Given text >>
━━━━━━

The Red Zone showcases Chloe Caldwell at her best, with her trademark blend of humor and vulnerability. This is a special book, skillfully balancing practical knowledge and artistic deftness, and sharpness with sweetness.”  —Juliet Escoria, author of Juliet the Maniac 

The Red Zone: A Love Story is a period memoir as only Chloe Caldwell could write it, with warmth and particularity and charm. I smiled in recognition every few pages, read parts angrily aloud to my husband as though they were his fault, and laughed loudly enough at others to wake up my dogs. Yes, it’s a love story, but The Red Zone is also an adventure, which may sound like a strange descriptor for a book about PMDD until you have experienced it through Caldwell’s wry, piercing, fundamentally optimistic eyes. Both personal and communal, searching and exuberant, The Red Zone will speak to anyone who has been led by pain, curiosity, or misdiagnosis to become a detective of her own body.”  —Kristi Coulter, author of Nothing Good Can Come from This 

The Red Zone is an intense, informative, highly entertaining book about the menstrual cycle, sexism, bickering, divorce, marriage, stepmotherhood, holistic gradual self-healing, and the layered effort to move from impulsivity and fear to stability and growth.”  —Tao Lin, author of Leave Society 

“Sentences like poetry, insights like medicine, the most romantic love story, the most spot-on depiction of life in the female body. I needed this book. Chloe Caldwell is among the most important literary voices of our time. Women are going to pass The Red Zone around forever.”  —Diana Spechler, author of Who By Fire and Skinny

“The necessity and urgency of The Red Zone made me wonder how I—and any woman—had lived so long without it. Through the lens of PMDD and the female body, Caldwell refracts every issue imaginable, from relationships to hormones to queerness to stepmotherhood to blended families, all with hilarity, intimacy and depth. Feeling seen by this book is an understatement; it’s a survival guide.” —Zaina Arafat, author of You Exist Too Much

“Not since Elizabeth Wurtzel’s More, Now, Again have I been so obsessed with a book of nonfiction. I read The Red Zone in one day, in one chair, four cups of coffee, and after: a single cigarette. Obsessed.” —Elizabeth Ellen, founder/editor of SF/LD Books, author of Person/a and Her Lesser Work

“A PMS/PMDD memoir: a story of female creation in the face of fluctuation and destruction, and a story of love when that love is difficult to bear.” —Elizabeth McNeill, Full Stop

“Read it with a hot-water bottle on your abdomen and chocolate close at hand, then lend it to all your menstruating friends.” —Jenny Singer, Glamour  

A searching, galvanizing memoir about blood and love: how learning more about her period, PMS, PMDD, and the effects of hormones on moods transformed her relationships—to a new partner, to family, to non-blood kin, and to her own body—from the beloved essayist and author of Women.

━━━━━━

Material shown >>

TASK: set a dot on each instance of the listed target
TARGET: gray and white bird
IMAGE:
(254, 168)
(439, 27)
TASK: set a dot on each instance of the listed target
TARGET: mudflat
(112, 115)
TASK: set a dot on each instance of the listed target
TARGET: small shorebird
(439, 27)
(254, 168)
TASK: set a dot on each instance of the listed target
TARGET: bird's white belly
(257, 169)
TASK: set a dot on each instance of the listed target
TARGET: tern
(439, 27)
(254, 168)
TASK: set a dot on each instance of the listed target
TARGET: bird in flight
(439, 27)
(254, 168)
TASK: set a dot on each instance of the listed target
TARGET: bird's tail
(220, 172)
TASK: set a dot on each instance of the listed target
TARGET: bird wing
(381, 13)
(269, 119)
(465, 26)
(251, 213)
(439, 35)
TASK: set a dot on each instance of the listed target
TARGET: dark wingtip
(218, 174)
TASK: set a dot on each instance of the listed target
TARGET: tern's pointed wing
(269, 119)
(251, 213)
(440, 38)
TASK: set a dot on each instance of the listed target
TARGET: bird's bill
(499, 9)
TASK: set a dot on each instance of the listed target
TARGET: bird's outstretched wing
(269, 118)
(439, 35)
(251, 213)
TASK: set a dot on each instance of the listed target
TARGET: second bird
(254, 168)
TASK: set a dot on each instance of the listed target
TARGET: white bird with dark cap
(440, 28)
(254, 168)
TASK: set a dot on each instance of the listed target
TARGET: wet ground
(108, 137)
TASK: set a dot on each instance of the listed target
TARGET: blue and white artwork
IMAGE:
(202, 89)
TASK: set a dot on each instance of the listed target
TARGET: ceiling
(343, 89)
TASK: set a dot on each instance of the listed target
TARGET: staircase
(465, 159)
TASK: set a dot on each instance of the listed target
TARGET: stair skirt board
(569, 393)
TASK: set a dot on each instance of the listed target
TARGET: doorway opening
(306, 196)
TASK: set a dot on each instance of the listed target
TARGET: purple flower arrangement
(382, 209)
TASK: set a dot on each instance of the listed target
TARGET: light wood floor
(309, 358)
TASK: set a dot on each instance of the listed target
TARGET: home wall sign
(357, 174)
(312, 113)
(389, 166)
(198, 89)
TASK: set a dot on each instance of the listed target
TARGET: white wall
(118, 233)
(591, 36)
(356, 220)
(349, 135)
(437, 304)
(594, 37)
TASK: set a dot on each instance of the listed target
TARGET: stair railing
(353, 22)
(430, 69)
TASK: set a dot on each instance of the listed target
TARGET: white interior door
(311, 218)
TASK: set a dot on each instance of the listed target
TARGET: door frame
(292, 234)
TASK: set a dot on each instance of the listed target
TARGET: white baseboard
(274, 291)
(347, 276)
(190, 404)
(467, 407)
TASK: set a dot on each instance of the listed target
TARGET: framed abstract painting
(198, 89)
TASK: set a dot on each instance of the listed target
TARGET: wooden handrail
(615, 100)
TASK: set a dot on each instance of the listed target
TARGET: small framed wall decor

━━━━━━

Work to complete >>
Will you retype the stretch from "A searching, galvanizing" through "and author of Women." in the praise for The Red Zone, word for word?

Solution to the problem >>
A searching, galvanizing memoir about blood and love: how learning more about her period, PMS, PMDD, and the effects of hormones on moods transformed her relationships—to a new partner, to family, to non-blood kin, and to her own body—from the beloved essayist and author of Women.